- _Exercise passage_:
◇ ◇ ◇ ◇ ◇
The effect of femoral tunnel widening on one-year clinical outcome after anterior cruciate ligament reconstruction using ZipLoop® technology for fixation in the cortical bone of the femur.Knee. 2016 Mar; 23(2):233-6.KNEE
The effect of femoral tunnel widening on clinical outcomes of anterior cruciate ligament (ACL) reconstruction has been rarely investigated. In this study, ACL reconstructions were performed using semitendinosus and gracilis (STG) tendon grafts and single cortical fixation on the femoral side. The aim was to analyze femoral tunnel widening at one year and to evaluate its effect on clinical and laximetric outcomes.
A total of 46 patients were enrolled in this prospective continuous single-operator monocenter study. Clinical protocol included pre-operative and one-year evaluation with subjective and objective International Knee Documentation Committee (IKDC) clinical scores. Computed tomography (CT) scan was used for radiographic examination during the follow-up period. The femoral tunnel widening was measured as a three-dimensional (3D) image using OsiriX software. The cross-sectional area of each tunnel was measured at four different locations.
◇ ◇ ◇ ◇ ◇
Records from a data source

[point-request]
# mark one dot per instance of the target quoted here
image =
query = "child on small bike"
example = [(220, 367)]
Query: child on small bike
◇ ◇ ◇ ◇ ◇
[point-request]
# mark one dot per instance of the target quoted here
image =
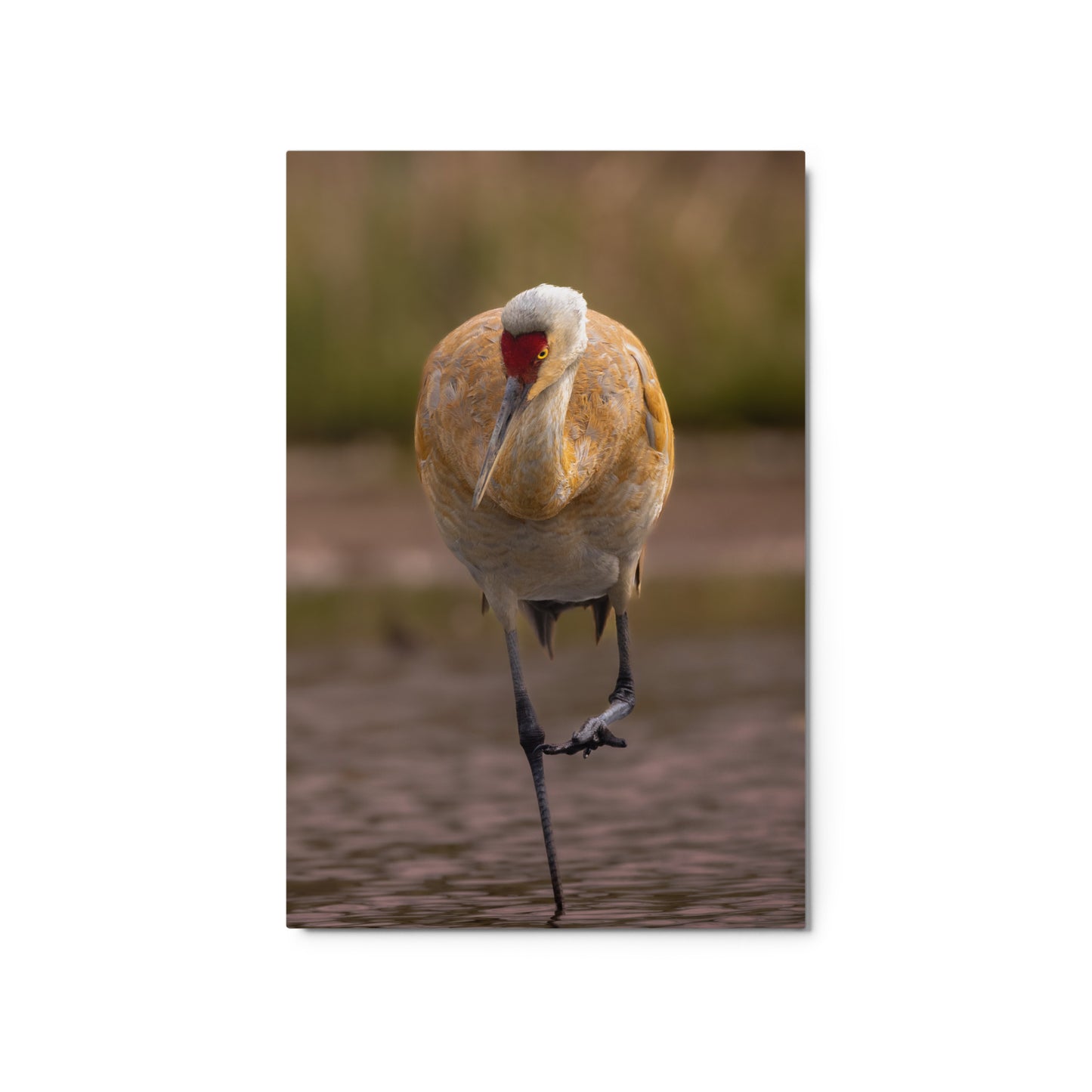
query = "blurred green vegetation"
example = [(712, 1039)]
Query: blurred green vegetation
◇ ◇ ◇ ◇ ◇
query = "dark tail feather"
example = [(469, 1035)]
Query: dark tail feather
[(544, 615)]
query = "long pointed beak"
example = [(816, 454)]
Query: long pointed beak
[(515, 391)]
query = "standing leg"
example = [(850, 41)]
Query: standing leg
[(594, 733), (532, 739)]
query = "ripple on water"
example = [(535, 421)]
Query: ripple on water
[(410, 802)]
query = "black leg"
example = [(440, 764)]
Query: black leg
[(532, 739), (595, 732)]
◇ ◇ ◇ ◇ ◇
- _Task requirements_:
**a)** Could you copy the stretch of the ACL reconstruction abstract from "The effect of femoral tunnel widening on one-year" through "and laximetric outcomes."?
**b)** Can you continue the ACL reconstruction abstract, picking up after its final sentence?

- _Numbered responses_:
**a)**
The effect of femoral tunnel widening on one-year clinical outcome after anterior cruciate ligament reconstruction using ZipLoop® technology for fixation in the cortical bone of the femur.Knee. 2016 Mar; 23(2):233-6.KNEE
The effect of femoral tunnel widening on clinical outcomes of anterior cruciate ligament (ACL) reconstruction has been rarely investigated. In this study, ACL reconstructions were performed using semitendinosus and gracilis (STG) tendon grafts and single cortical fixation on the femoral side. The aim was to analyze femoral tunnel widening at one year and to evaluate its effect on clinical and laximetric outcomes.

**b)**
The subjective preoperative IKDC score was 50 and one-year postoperative score was 81.8. The side-to-side difference in knee laxity decreased from 2.94 to 0.74 mm. The objective IKDC score during the final follow-up was rated A in 27 patients and B in 17. CT scan data revealed an average of 49.32% cone-shaped widening of the femoral tunnel. Femoral tunnel widening at the level of the joint (F4) was negatively correlated with the IKDC subjective score at one year.
This study revealed a significant widening of the femoral tunnel by demonstrating its conical shape at one year post-surgery. A significant correlation could be established between femoral tunnel widening close to the joint and IKDC scores.